**WRITTEN PROBLEM**
In the forum thread below about halting new account sign-ups, what does buster8813 suggest new accounts should be unable to do during their first week?

**TEXT TO READ**
- - - - - - -
# Should RIU close its flood gates for the time being?



## Jeffdogg (Jul 25, 2013)

What I mean is that they should stop letting people create new accounts for a few months or possibly more. This place is starting to become an unpleasant one due to all the new trolls making 50 new accounts each day and all the spam. I barely go on the forums just wait for ppl to PM me then I come on here and check.

Something needs to be done IMO, its getting to a ridiculous point....


----------



## buster8813 (Jul 25, 2013)

havent been very active at all lately either because of the bs.. pretty annoying when half the new posts are about some effing movie or fake passports.. hope they get their shit together soon.. maybe make it so that new accounts cant create a new thread for the first week..


----------



## Fenian Brotherhood (Jul 25, 2013)

It's how the world turns... 

When you make an account, you can't give rep or pm intill a certain amount of posts.
So they Spam....

Some people come on here make an account, ask one question, then never log back on. So the unfortunate that don't know how to use google... What about them?
I suggest, a test. For ever new account. And where you lack in the test(on Cultivating)is where you're only aloud to post.
As you progress and learn, more forums will be opened up to you.

If you're that desperate, to take a Long test, just to troll and get banned 5 minutes after you spam... How many people will do that?

Plus... It will teach people where to post the right threads in which forum


----------



## canefan (Jul 25, 2013)

I tend to agree, I just came back after taking about a year off because of this and all of the rude people. I mean it is a forum and I just got tired of people that have a different method of growing or opinion going apecrap that you didn't do things the way they do. I have been reading and posting again for about a week, I do see more spam and the insults are getting out of hand IMHO.


----------



## skunkd0c (Jul 25, 2013)

Jeffdogg said:


> What I mean is that they should stop letting people create new accounts for a few months or possibly more. This place is starting to become an unpleasant one due to all the new trolls making 50 new accounts each day and all the spam. I barely go on the forums just wait for ppl to PM me then I come on here and check.
> 
> Something needs to be done IMO, its getting to a ridiculous point....


Hmm good idea, the summerfag problem is everywhere not just riu
but the biggest trolls here, have been here for years and have 15k+ posts and more 
what's to be done about them lol ?


----------



## hbbum (Jul 25, 2013)
- - - - - - -
**DATASET ROWS**

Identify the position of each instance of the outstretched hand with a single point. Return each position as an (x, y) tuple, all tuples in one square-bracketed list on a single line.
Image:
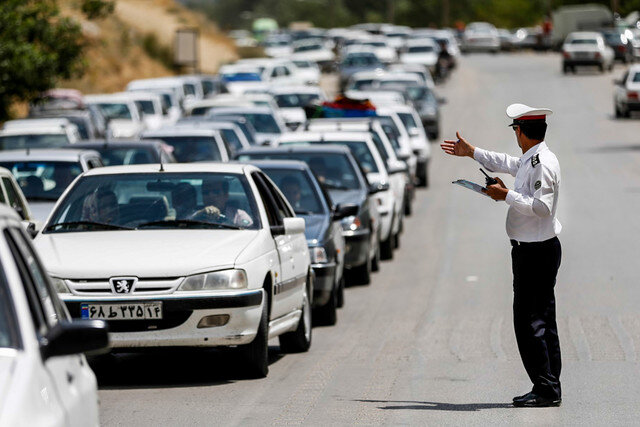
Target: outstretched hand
[(459, 148)]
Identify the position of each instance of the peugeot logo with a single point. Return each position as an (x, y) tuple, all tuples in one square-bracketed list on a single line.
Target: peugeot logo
[(123, 285)]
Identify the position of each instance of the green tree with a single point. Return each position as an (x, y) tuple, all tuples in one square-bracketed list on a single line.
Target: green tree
[(38, 46)]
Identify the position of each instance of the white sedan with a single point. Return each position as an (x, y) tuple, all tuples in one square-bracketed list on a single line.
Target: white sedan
[(192, 255), (44, 378)]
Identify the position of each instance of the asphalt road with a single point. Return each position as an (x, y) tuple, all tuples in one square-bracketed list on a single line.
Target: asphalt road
[(430, 341)]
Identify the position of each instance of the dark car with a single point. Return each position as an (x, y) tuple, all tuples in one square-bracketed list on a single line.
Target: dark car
[(129, 152), (311, 201), (339, 173), (356, 62), (621, 46)]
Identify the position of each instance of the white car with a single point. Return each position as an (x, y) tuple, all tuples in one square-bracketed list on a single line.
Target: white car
[(44, 174), (38, 133), (480, 37), (390, 198), (191, 255), (44, 377), (123, 114), (421, 51), (626, 95), (586, 49)]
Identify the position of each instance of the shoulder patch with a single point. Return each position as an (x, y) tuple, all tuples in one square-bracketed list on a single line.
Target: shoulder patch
[(535, 160)]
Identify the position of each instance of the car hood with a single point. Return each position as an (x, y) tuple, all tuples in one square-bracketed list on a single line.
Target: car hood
[(40, 210), (7, 366), (315, 226), (140, 253), (348, 196)]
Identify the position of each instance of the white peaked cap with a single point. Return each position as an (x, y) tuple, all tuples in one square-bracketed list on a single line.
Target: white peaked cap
[(524, 112)]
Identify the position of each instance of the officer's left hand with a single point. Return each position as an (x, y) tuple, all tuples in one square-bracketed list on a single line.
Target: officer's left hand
[(497, 191)]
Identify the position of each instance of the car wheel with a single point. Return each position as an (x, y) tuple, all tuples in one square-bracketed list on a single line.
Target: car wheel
[(256, 353), (327, 315), (386, 248), (299, 340), (340, 296)]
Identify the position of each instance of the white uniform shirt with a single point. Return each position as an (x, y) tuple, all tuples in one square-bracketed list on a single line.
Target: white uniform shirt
[(534, 200)]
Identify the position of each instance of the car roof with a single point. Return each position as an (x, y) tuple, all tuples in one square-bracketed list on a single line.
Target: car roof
[(329, 148), (280, 164), (118, 143), (232, 168), (180, 131), (324, 136), (45, 154)]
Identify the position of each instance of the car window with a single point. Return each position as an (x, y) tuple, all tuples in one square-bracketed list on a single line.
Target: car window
[(188, 149), (13, 197), (297, 187), (164, 200), (43, 180)]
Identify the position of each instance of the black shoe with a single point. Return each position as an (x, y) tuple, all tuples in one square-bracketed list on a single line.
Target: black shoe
[(521, 396), (532, 400)]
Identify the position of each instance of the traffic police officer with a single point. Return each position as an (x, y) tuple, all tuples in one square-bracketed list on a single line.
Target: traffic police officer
[(532, 227)]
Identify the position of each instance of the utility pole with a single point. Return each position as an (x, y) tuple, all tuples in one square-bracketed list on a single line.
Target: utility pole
[(445, 13), (390, 11)]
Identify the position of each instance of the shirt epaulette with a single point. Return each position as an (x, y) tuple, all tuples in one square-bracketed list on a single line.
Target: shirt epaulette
[(535, 160)]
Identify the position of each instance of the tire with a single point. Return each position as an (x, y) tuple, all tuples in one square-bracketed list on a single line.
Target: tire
[(299, 341), (256, 353), (386, 248), (327, 315), (340, 296)]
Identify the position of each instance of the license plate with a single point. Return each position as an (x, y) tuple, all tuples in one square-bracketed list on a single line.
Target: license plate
[(137, 311)]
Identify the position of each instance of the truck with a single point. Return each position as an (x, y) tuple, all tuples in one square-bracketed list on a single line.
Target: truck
[(582, 17)]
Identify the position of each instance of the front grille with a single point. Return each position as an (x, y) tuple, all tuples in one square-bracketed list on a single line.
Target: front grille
[(144, 286)]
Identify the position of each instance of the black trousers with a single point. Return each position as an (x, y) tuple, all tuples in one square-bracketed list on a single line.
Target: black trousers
[(535, 266)]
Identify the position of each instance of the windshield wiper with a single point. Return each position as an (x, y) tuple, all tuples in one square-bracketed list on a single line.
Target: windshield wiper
[(188, 222), (335, 186), (93, 223)]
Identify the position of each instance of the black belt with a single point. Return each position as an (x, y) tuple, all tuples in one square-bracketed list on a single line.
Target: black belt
[(517, 243)]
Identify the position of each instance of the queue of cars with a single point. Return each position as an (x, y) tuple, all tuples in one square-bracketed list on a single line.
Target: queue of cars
[(225, 210)]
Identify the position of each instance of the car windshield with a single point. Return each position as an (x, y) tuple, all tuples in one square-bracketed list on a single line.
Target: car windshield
[(8, 327), (114, 156), (262, 122), (188, 149), (420, 49), (13, 142), (146, 107), (333, 170), (359, 149), (43, 180), (162, 200), (584, 41), (297, 187), (115, 110), (291, 100), (241, 77), (361, 60), (407, 120)]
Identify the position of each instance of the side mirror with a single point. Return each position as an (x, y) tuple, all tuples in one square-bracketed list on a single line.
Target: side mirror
[(378, 187), (344, 210), (293, 225), (78, 336)]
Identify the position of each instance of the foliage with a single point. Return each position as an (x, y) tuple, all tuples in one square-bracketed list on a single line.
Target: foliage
[(37, 47)]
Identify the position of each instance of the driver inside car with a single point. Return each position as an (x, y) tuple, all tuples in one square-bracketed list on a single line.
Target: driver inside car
[(215, 197)]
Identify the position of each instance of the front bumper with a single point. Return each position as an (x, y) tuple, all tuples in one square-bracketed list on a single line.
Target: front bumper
[(324, 282), (357, 247), (180, 317)]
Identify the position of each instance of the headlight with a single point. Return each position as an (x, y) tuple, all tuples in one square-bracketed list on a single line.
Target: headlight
[(318, 255), (59, 286), (351, 223), (218, 280)]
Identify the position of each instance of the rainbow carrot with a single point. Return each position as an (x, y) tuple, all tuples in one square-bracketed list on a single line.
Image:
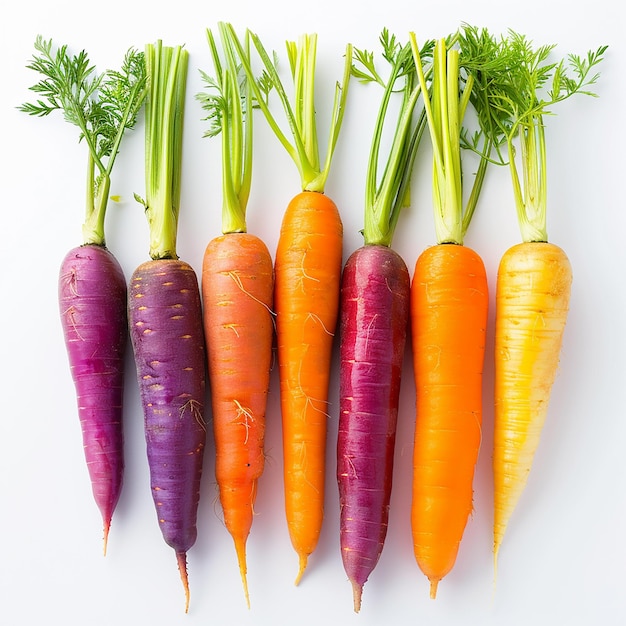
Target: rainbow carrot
[(237, 292), (165, 319), (306, 294)]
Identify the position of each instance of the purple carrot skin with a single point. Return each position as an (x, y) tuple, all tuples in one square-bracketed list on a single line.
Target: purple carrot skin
[(165, 317), (374, 310), (168, 341), (91, 285), (375, 307), (92, 303)]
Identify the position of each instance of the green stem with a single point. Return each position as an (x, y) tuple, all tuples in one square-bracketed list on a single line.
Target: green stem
[(167, 72)]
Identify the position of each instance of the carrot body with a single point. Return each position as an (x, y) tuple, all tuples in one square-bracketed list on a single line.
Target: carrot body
[(237, 291), (165, 321), (532, 301), (92, 303), (374, 318), (449, 304), (306, 300)]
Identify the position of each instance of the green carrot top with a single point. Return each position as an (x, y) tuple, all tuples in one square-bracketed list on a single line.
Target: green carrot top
[(167, 75), (385, 196), (452, 89), (102, 106), (229, 105), (521, 88), (301, 118)]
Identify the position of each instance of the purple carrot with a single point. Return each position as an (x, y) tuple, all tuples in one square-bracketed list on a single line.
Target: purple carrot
[(168, 342), (375, 296), (92, 303), (375, 306), (165, 317), (92, 287)]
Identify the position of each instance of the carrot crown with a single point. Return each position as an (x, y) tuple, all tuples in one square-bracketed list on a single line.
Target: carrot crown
[(446, 107), (386, 196), (102, 106), (520, 89), (167, 74), (229, 106), (301, 118)]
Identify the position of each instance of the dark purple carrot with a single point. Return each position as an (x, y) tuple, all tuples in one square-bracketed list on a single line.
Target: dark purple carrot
[(165, 318), (168, 342), (92, 287), (374, 317), (92, 303), (375, 307)]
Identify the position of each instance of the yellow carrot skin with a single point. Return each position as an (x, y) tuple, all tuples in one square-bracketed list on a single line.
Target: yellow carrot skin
[(532, 301)]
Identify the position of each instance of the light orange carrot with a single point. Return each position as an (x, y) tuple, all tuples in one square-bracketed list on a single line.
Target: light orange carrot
[(237, 289), (307, 273)]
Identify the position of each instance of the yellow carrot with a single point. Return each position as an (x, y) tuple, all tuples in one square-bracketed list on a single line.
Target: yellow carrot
[(534, 278)]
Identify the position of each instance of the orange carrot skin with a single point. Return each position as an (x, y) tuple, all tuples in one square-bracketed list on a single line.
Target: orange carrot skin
[(532, 302), (167, 336), (449, 306), (306, 301), (237, 292)]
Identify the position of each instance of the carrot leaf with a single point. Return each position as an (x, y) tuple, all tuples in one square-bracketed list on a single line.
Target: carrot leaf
[(520, 92), (102, 106), (166, 68), (387, 193), (452, 89), (303, 147), (228, 101)]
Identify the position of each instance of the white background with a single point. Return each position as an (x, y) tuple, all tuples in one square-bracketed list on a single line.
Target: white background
[(564, 556)]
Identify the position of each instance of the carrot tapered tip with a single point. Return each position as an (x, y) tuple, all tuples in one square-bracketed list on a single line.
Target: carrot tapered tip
[(105, 540), (181, 557), (357, 592), (240, 547), (303, 560), (433, 589)]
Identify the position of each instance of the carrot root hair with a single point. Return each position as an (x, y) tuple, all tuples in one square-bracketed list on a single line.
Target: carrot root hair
[(181, 557), (240, 548)]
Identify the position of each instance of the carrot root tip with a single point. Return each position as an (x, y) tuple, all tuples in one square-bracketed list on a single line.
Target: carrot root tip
[(357, 592), (433, 589), (302, 566), (105, 540), (240, 548), (181, 557)]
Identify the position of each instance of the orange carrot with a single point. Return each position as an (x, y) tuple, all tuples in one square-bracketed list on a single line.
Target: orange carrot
[(237, 292), (306, 296), (534, 278), (449, 302), (308, 272)]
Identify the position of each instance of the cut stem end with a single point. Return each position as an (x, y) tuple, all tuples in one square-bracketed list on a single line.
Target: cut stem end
[(433, 589), (357, 592), (303, 560)]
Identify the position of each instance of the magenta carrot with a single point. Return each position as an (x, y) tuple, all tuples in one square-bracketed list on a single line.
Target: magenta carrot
[(373, 325), (165, 318), (92, 286)]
- - - - - - -
**COMPLETE ANSWER**
Create a new thread.